Text excerpt:
◆ ◆ ◆
Centre Daily Times, April 6, 2012 by Jessica VanderKolk
A state House bill requiring an ultrasound for women seeking an abortion was pulled from the voting calendar, but that hasn’t stopped the outcry against the issue and continued debate.
The bill, introduced by Republican Rep. Kathy Rapp, was co-sponsored by Rep. Kerry Benninghoff, R-Bellefonte. Called the “Women’s Right-to-Know Act,” it would require a woman to undergo an ultrasound at least 24 hours before an abortion. The language of the bill does not specify whether a transvaginal or external abdominal ultrasound should be used but stated the test would be used to determine the gestational age of the fetus.
The bill also states that a woman may view the ultrasound while it is performed and that the professional conducting the test will inform the woman whether a heartbeat was detected and that the woman may observe it.
After opposition from doctors, House Majority Leader Rep. Mike Turzai tabled the bill indefinitely in mid-March, while leaders work through physician concerns.
A letter from the Pennsylvania Medical Society assisted in that delay, stating the bill “would significantly jeopardize the open dialogue within the physician-patient relationship,” said society President Marilyn J. Heine.
Dr. Peg Spear, who works for Penn State’s University Health Services, shared that sentiment.
“It is unprecedented for lawmakers to regulate in this way what goes on within the private and confidential context of the physician-patient relationship,” she said. “The bill is called the ‘Women’s Right-to- Know Act.’ This is a misnomer. Women already have the right, in the privacy of a visit with their health care provider, to discuss any aspect of an unplanned pregnancy. They can request an ultrasound.
◆ ◆ ◆
Given data:

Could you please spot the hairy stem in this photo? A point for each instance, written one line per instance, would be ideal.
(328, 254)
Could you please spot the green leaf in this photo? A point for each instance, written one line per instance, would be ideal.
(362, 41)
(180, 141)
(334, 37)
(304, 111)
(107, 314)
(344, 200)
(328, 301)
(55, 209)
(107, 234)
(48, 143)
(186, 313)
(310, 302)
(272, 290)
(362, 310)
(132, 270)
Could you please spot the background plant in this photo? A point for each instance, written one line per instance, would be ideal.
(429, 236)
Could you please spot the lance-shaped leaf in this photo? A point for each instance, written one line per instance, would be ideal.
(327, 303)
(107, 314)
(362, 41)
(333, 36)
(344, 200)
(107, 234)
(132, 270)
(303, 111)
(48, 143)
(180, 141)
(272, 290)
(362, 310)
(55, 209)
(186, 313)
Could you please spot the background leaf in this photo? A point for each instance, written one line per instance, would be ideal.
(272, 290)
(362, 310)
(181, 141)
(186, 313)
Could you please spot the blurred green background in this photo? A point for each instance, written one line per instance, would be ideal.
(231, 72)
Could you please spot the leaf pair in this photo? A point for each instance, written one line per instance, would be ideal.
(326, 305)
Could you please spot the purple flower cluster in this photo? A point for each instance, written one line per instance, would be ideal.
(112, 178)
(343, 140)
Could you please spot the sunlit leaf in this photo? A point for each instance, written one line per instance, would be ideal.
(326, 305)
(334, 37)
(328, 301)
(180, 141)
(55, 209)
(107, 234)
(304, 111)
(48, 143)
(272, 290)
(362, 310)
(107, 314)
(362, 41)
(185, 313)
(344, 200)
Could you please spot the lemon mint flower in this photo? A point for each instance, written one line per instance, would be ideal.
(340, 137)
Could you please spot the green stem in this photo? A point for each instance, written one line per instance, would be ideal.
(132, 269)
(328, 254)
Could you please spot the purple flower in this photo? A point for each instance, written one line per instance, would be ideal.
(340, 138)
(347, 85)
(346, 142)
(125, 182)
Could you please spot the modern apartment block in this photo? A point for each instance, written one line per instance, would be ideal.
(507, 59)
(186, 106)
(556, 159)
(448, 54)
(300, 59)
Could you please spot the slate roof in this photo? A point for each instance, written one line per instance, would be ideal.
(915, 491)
◆ ◆ ◆
Try it:
Rewrite the part of the ultrasound bill article from "After opposition from" up to and including "shared that sentiment.", putting "state medical society" in place of "Pennsylvania Medical Society".

Written solution:
After opposition from doctors, House Majority Leader Rep. Mike Turzai tabled the bill indefinitely in mid-March, while leaders work through physician concerns.
A letter from the state medical society assisted in that delay, stating the bill “would significantly jeopardize the open dialogue within the physician-patient relationship,” said society President Marilyn J. Heine.
Dr. Peg Spear, who works for Penn State’s University Health Services, shared that sentiment.